### Material provided
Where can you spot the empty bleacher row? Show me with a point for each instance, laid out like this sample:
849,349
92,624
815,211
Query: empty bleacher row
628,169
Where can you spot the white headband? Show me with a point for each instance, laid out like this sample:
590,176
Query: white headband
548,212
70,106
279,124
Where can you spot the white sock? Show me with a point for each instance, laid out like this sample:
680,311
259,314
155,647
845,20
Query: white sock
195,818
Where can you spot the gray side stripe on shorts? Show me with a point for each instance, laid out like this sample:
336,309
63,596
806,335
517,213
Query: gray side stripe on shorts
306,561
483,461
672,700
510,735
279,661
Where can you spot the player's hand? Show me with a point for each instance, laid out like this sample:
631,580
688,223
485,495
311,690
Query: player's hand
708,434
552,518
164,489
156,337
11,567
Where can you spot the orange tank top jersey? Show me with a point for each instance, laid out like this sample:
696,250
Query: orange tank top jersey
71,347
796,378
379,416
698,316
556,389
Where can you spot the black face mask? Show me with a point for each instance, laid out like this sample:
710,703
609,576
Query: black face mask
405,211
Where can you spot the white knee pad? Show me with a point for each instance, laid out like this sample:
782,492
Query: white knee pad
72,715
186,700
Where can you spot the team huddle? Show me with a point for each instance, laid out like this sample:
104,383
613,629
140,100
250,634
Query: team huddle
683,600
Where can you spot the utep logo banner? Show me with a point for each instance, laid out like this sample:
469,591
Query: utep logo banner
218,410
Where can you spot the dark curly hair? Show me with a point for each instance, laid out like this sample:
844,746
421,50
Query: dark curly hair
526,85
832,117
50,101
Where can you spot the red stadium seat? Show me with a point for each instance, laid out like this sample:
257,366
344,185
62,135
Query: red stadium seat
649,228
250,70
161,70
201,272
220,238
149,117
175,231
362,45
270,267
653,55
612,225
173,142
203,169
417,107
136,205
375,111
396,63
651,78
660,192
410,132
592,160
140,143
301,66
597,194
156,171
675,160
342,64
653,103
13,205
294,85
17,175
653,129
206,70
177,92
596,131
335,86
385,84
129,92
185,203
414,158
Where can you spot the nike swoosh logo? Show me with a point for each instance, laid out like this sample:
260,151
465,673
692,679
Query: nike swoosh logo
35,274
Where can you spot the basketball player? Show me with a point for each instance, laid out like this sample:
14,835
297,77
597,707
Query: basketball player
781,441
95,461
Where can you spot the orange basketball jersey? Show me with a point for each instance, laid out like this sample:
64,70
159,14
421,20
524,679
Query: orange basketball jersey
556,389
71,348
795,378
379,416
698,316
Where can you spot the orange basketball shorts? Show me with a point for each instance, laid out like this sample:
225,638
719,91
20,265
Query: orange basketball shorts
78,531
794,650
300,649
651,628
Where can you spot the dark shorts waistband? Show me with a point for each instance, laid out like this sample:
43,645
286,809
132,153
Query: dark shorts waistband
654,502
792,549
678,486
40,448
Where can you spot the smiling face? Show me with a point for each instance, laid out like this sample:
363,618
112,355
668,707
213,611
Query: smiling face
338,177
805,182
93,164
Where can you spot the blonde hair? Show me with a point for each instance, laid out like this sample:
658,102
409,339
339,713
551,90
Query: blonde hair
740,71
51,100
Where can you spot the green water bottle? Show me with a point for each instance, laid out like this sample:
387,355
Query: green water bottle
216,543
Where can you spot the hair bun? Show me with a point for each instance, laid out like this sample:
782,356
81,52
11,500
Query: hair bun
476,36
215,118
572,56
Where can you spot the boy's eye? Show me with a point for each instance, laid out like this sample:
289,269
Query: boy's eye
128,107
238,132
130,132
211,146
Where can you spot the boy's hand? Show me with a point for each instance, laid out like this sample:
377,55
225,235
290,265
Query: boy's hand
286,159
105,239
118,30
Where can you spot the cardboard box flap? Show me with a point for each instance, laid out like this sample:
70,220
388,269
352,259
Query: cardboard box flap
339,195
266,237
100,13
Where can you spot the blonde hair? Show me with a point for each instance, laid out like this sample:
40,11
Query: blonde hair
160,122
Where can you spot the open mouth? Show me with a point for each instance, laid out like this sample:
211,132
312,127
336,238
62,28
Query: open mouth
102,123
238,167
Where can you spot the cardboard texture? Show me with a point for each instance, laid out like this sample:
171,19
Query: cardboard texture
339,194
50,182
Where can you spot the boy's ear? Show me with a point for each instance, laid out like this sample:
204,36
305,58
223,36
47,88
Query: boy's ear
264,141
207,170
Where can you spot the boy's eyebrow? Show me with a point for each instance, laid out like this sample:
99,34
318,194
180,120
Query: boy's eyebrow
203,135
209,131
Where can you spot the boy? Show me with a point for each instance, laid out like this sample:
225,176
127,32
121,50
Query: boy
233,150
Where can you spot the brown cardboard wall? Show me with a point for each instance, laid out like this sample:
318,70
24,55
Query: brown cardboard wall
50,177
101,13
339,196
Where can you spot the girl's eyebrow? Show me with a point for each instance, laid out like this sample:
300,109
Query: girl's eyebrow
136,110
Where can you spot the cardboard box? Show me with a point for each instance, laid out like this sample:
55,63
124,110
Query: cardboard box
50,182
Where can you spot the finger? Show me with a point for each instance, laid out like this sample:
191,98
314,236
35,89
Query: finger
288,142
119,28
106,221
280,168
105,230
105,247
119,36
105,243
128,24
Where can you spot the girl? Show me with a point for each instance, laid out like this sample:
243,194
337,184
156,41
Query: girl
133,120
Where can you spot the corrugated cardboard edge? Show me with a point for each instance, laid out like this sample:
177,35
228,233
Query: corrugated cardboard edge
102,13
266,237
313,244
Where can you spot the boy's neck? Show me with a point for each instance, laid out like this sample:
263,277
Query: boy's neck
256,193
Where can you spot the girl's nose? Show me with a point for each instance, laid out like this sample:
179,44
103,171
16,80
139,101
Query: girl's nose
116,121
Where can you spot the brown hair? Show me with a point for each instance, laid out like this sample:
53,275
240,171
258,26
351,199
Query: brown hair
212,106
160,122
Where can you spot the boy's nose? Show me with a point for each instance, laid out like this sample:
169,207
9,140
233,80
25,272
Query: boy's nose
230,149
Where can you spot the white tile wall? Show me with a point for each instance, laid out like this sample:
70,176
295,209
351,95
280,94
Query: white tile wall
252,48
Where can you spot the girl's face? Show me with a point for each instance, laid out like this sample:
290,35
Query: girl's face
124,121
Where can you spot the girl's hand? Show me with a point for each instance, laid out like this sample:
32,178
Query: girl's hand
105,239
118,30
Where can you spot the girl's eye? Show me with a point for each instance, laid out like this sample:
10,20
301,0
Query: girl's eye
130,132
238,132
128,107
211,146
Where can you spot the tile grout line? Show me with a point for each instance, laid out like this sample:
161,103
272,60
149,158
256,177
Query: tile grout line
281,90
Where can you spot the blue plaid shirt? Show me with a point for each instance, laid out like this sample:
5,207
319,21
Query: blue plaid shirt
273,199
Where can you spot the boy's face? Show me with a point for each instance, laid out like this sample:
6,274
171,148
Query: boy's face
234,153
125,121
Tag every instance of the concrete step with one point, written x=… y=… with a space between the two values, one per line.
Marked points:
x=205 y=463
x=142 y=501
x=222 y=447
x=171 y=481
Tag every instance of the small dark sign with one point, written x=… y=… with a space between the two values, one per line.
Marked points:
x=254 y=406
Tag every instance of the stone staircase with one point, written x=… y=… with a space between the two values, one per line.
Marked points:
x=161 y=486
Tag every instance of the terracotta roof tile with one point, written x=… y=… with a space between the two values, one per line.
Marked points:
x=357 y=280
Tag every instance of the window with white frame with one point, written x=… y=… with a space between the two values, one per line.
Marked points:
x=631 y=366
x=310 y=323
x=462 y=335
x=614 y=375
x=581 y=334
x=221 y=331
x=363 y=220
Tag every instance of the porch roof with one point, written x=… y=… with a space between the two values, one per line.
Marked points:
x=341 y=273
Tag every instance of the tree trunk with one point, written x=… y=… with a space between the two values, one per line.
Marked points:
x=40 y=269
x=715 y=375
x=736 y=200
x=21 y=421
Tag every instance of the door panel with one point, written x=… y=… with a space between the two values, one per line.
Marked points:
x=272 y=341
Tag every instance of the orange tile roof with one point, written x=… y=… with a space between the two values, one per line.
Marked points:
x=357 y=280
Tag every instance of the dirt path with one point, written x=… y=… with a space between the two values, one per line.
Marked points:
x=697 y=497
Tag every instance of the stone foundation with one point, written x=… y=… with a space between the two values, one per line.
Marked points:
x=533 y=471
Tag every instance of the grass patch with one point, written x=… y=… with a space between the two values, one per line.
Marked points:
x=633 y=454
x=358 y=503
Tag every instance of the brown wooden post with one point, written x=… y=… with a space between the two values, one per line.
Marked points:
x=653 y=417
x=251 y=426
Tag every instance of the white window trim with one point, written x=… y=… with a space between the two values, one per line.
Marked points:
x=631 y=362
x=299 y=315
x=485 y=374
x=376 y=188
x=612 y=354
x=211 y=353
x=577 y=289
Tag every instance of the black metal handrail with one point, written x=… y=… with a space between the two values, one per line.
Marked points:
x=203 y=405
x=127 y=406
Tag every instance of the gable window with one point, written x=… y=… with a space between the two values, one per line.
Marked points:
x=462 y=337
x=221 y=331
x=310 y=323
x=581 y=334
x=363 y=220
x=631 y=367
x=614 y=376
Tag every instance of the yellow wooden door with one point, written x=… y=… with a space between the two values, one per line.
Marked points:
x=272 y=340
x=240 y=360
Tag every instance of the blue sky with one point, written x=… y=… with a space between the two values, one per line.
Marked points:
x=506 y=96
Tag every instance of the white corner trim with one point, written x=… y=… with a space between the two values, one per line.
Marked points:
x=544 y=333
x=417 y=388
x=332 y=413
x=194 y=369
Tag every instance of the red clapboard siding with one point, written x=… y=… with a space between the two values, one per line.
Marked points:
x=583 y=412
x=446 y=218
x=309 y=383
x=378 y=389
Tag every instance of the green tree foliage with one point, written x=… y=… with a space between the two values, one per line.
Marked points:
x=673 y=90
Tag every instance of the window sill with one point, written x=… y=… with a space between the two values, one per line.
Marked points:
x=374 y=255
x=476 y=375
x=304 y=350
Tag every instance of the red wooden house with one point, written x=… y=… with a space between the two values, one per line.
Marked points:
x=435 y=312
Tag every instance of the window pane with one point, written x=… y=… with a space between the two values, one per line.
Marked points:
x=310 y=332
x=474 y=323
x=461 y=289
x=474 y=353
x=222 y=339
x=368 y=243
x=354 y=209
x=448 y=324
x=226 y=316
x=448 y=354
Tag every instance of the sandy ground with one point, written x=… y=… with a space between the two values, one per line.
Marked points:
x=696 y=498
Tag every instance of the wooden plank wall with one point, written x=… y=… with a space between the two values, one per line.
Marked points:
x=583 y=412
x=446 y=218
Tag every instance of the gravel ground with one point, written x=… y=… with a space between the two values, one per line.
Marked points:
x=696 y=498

### Task directions
Whenever a line in the listing above includes the word "stone", return that line.

### Answer area
Tag every instance of the stone staircase with one point, written x=… y=… with a space between the two values, one per line.
Tag every instance of the stone foundation with one point, written x=… y=… with a space between the two values, one per line.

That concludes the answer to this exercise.